---------- Data to examine
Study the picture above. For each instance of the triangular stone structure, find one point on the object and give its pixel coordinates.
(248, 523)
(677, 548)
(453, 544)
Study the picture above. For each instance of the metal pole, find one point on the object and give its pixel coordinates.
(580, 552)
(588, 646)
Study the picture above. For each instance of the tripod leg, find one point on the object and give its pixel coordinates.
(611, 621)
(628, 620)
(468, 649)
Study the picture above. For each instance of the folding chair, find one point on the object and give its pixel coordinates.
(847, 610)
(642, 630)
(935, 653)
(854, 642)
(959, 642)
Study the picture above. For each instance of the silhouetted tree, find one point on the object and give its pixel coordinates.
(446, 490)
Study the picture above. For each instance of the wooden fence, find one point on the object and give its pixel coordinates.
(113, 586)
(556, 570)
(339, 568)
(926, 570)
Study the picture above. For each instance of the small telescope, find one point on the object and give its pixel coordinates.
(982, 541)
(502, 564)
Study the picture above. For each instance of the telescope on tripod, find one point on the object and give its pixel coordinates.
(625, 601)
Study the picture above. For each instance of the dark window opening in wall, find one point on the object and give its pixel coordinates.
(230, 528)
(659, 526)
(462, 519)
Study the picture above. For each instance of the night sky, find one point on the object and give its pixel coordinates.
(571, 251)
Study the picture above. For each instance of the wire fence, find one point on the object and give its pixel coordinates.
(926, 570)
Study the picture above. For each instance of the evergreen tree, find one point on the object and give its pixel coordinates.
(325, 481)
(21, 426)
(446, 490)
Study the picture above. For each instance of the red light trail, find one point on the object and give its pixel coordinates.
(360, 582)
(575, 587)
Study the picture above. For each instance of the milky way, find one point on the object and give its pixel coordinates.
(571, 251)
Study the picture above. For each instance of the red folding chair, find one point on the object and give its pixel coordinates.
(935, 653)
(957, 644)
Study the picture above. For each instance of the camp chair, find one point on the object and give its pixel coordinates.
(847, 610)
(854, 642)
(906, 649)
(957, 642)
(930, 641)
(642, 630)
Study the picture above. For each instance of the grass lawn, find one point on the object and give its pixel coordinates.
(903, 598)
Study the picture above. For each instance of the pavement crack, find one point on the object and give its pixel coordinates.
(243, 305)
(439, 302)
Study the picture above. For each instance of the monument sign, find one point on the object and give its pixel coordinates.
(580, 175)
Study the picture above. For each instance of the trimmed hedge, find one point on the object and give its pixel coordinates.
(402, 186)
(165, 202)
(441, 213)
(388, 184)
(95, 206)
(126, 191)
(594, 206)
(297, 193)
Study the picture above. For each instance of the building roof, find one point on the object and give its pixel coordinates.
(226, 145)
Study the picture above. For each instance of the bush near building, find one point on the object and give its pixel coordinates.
--------------------
What the task requires. Restate exactly the lines running from the line with "Study the picture above. For each instance of the milky" to the end of the entries above, both ends included.

Written response.
Study the picture above. For each instance of the milky way, find one point on the object and give its pixel coordinates.
(571, 251)
Study the picture above. For each instance of the red folding chair, find one point on the object and give its pixel coordinates.
(935, 653)
(957, 644)
Study the picture above. For each instance of the camp chair, find one point on the object and give its pixel coordinates.
(847, 610)
(854, 642)
(906, 649)
(957, 642)
(930, 641)
(642, 630)
Study the picture above. For each instance of the grass lawn, find one point on the object and give its pixel coordinates.
(903, 598)
Study the picture above. For each instance of the pavement crack, find one point on the object and give its pixel coordinates.
(243, 305)
(439, 302)
Study the picture above. For each instance of the monument sign, find one point on the object and give its pixel coordinates.
(580, 175)
Study the picture above. For each instance of the trimmed hedge, find one point on the object and give its pixel coordinates.
(402, 186)
(165, 202)
(441, 213)
(388, 184)
(95, 206)
(126, 191)
(594, 206)
(297, 193)
Study the picture above. For each instance of the building roof, find one point on the object and give its pixel coordinates.
(226, 145)
Study the picture above. For each instance of the bush near building, find one point on the object and give its pixel coordinates.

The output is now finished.